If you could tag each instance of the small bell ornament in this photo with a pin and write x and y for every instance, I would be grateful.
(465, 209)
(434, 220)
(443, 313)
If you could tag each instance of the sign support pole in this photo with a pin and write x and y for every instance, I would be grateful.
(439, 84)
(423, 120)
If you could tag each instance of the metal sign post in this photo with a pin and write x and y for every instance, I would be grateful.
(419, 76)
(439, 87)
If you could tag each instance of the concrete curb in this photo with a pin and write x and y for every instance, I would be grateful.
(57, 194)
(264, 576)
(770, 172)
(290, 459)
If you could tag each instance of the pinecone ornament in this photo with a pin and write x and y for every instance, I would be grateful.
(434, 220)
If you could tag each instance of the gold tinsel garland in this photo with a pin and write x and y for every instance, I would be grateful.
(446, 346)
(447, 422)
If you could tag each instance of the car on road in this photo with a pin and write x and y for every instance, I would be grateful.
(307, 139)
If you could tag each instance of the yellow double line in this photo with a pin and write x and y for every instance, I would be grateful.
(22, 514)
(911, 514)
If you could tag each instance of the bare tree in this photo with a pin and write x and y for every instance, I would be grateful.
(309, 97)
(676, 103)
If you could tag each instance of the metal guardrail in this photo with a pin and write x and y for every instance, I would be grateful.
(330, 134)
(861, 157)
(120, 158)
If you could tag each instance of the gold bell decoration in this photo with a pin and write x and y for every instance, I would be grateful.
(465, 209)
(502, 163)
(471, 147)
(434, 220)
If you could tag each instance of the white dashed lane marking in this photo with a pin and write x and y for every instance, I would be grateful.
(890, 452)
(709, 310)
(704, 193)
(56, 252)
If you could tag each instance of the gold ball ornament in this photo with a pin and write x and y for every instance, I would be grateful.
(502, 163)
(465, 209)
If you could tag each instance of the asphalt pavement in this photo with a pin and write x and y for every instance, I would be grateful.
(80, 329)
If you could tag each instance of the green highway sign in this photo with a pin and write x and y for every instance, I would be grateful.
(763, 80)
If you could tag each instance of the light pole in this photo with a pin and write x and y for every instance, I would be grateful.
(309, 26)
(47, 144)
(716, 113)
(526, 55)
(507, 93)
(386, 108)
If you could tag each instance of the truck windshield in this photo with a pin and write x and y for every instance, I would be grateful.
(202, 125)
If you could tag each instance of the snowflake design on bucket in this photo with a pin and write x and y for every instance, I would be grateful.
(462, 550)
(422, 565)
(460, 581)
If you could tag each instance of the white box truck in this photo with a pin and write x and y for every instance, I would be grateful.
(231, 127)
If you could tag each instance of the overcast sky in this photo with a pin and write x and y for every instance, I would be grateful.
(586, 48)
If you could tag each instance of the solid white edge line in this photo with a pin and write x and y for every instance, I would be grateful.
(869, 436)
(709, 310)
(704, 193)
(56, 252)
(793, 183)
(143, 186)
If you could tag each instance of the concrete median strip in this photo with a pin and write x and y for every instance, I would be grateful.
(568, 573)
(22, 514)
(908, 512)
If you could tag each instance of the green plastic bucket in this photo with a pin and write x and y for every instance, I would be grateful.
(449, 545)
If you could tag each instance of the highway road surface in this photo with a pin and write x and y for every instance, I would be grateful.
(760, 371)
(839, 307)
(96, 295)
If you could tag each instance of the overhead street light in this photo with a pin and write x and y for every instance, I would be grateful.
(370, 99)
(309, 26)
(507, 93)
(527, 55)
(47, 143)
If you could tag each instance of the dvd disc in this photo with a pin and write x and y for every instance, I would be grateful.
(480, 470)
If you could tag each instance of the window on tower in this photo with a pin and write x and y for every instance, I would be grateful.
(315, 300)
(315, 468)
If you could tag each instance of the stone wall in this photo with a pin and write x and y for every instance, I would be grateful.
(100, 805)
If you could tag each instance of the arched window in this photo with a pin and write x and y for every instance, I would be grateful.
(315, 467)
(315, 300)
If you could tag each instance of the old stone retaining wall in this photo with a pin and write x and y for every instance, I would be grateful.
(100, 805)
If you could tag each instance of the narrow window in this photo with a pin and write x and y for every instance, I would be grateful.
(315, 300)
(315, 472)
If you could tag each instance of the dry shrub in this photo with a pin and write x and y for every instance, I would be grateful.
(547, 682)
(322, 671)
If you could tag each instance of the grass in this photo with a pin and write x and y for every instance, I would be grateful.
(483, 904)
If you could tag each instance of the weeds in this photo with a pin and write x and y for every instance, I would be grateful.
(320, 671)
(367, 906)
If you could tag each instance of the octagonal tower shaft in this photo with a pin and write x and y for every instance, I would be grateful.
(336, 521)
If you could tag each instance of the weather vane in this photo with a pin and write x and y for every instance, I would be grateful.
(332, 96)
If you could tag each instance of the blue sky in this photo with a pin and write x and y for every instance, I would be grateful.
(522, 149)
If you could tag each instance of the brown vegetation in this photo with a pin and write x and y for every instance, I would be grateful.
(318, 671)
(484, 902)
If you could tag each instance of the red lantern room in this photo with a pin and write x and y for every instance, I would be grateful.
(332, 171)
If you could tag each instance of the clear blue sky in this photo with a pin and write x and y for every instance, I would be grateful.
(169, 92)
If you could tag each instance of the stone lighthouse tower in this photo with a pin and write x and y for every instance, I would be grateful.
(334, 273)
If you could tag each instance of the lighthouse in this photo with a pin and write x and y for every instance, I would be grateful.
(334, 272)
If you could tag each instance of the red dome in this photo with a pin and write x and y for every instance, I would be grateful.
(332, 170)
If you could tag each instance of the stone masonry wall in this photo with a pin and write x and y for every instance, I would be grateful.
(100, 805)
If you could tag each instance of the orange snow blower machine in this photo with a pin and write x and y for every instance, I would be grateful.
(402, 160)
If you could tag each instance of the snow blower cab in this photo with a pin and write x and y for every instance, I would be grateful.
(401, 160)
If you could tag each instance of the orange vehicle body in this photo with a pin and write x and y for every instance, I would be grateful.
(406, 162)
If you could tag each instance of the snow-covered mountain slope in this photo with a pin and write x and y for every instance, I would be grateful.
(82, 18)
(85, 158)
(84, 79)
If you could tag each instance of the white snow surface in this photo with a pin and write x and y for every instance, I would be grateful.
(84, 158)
===============
■ **EXERCISE PROMPT**
For this exercise, retype each entry from above exactly as it stands.

■ **RESPONSE AREA**
If you could tag each instance of the small bell ornament in this photo with a pin and write x and y for every instance, I would be grateful.
(465, 209)
(434, 220)
(443, 313)
If you could tag each instance of the sign support pole in this photo with a pin and write x and y for every instance, I would be grateful.
(439, 84)
(423, 120)
If you could tag each instance of the metal sign post in this photo with a pin and write x and y for every instance, I would be grateful.
(419, 76)
(439, 87)
If you could tag each instance of the concrete curb in this photo with a pin and write x and y for every instance, I would be grateful.
(57, 194)
(264, 576)
(770, 172)
(290, 459)
If you could tag each instance of the pinecone ornament in this photo with a pin and write x and y for every instance, I would be grateful.
(434, 220)
If you could tag each instance of the gold tinsel garland in this photo with a pin and write x and y for every instance, I would be grateful.
(446, 346)
(447, 422)
If you could tag each instance of the car on road in this photo with a pin and write x and y for every instance, I would be grateful.
(307, 139)
If you could tag each instance of the yellow double line in this photo with a pin and write x and y for every instance, I would be grateful.
(22, 514)
(911, 514)
If you could tag each instance of the bare tree in this photo with a pin and write x and y for every instance, I would be grateful.
(309, 97)
(676, 103)
If you could tag each instance of the metal guardrail in this photo with a pin and write x and y for every instance, I would be grateful.
(330, 134)
(861, 157)
(120, 158)
If you could tag each instance of the gold bell decoration in this photo with a pin and write x and y for every instance, I would be grateful.
(465, 209)
(502, 163)
(471, 147)
(434, 220)
If you could tag each instance of the white dashed lane marking in this photo with a pin and write x and y for every instance, I would be grateful.
(890, 452)
(709, 310)
(704, 193)
(56, 252)
If you could tag each instance of the gold ball ornament in this photo with a pin and write x and y for every instance, I would be grateful.
(502, 163)
(465, 209)
If you could tag each instance of the asphalt pavement in this photo with a pin and write x and y for every instance, I would be grateful.
(80, 329)
If you could tag each instance of the green highway sign in this photo with a pin and write x and y for every instance, I would be grateful.
(763, 80)
If you could tag each instance of the light pole in this photo with a pin and write x and y for every instance, I would be grateful.
(309, 26)
(47, 144)
(716, 113)
(526, 55)
(507, 93)
(386, 108)
If you could tag each instance of the truck windshield in this photo with a pin and write x and y for every instance, I would be grateful.
(202, 125)
If you could tag each instance of the snowflake design on bucket in this photo with a pin and write x and y for every instance, I would be grateful.
(462, 550)
(422, 565)
(460, 581)
If you could tag each instance of the white box truck in this photo with a pin and write x and y for every instance, I would be grateful.
(231, 127)
If you could tag each instance of the overcast sky in this photo with a pin and write x and y for every instance, I would be grateful.
(586, 48)
If you could tag each instance of the solid white edge line in this photo with a pin and write x and y for every instance, I would be grateful.
(869, 436)
(709, 310)
(704, 193)
(56, 252)
(793, 183)
(143, 186)
If you could tag each instance of the concrete median strip in this photo with a pin and write x and y for every instance, I would be grateful.
(568, 573)
(22, 514)
(908, 512)
If you could tag each instance of the green plastic bucket in this photo with a pin and write x and y for every instance, I would be grateful.
(449, 545)
If you could tag each instance of the highway road surface in this photo with a pin and write x and y for every instance, I would be grateful.
(760, 371)
(839, 307)
(96, 295)
If you could tag each instance of the overhead street light in this photo with a pin and write x and y for every instance, I would be grateful.
(370, 99)
(309, 26)
(507, 93)
(527, 55)
(47, 143)
If you could tag each instance of the dvd disc in this photo with a pin and write x and y for every instance, I would be grateful.
(480, 470)
If you could tag each instance of the window on tower in this photo with a pin and write x and y for every instance, I would be grateful.
(315, 300)
(315, 468)
If you could tag each instance of the stone wall in this photo with a pin and write x and y for every instance, I would be grateful.
(100, 805)
If you could tag each instance of the arched window in this photo with a pin and write x and y for every instance, I would be grateful.
(315, 467)
(315, 300)
If you could tag each instance of the old stone retaining wall in this photo with a pin and write x and y for every instance, I would be grateful.
(100, 805)
If you could tag each instance of the narrow window in this photo with a pin and write x and y for every instance, I would be grateful.
(315, 300)
(315, 472)
If you could tag each instance of the dry shrub in this photo with a pin and write x and y for every instance, I would be grateful.
(547, 682)
(322, 671)
If you could tag each instance of the grass in this photo with a pin and write x and y for every instance, I would be grateful.
(483, 904)
If you could tag each instance of the weeds in this photo with a pin and write x and y for every instance, I would be grateful.
(320, 671)
(367, 906)
If you could tag each instance of the octagonal tower shaft in this photo with a pin and write x and y for every instance, I would be grateful.
(336, 521)
If you could tag each instance of the weather vane in this photo with a pin and write x and y for every instance, I would be grateful.
(332, 96)
If you could tag each instance of the blue sky in this photo with a pin and write x and y for every instance, I would be grateful.
(522, 149)
If you could tag each instance of the brown vegetation in this photo with a pin and write x and y for every instance, I would be grateful.
(318, 671)
(484, 902)
If you could tag each instance of the red lantern room in this photo with a pin and write x and y for every instance, I would be grateful.
(332, 171)
If you could tag each instance of the clear blue sky in this photo with a pin and write x and y for every instance, I would be grateful.
(169, 92)
If you could tag each instance of the stone lighthouse tower in this photo with a pin and write x and y for every instance, I would be grateful.
(334, 273)
If you could tag each instance of the lighthouse in this photo with a pin and write x and y for every instance, I would be grateful.
(334, 272)
If you could tag each instance of the red dome in this photo with a pin and write x and y for every instance, I would be grateful.
(332, 170)
If you could tag each instance of the stone masonry wall in this photo with a pin and write x and y for every instance, I would be grateful.
(100, 805)
If you could tag each instance of the orange snow blower machine in this photo with a pin and write x and y for every instance, I would be grateful.
(402, 160)
If you could tag each instance of the snow blower cab in this photo with a pin and write x and y for every instance, I would be grateful.
(401, 160)
If you could tag each instance of the orange vehicle body in this photo with a pin and write x and y for every instance, I would be grateful.
(406, 162)
If you could tag each instance of the snow-covered mountain slope in this photo with a pin and write x and y for every instance, I would be grateful.
(82, 18)
(85, 158)
(84, 79)
If you could tag each instance of the white snow surface in this photo with a pin and write x and y for every instance, I would be grateful.
(84, 158)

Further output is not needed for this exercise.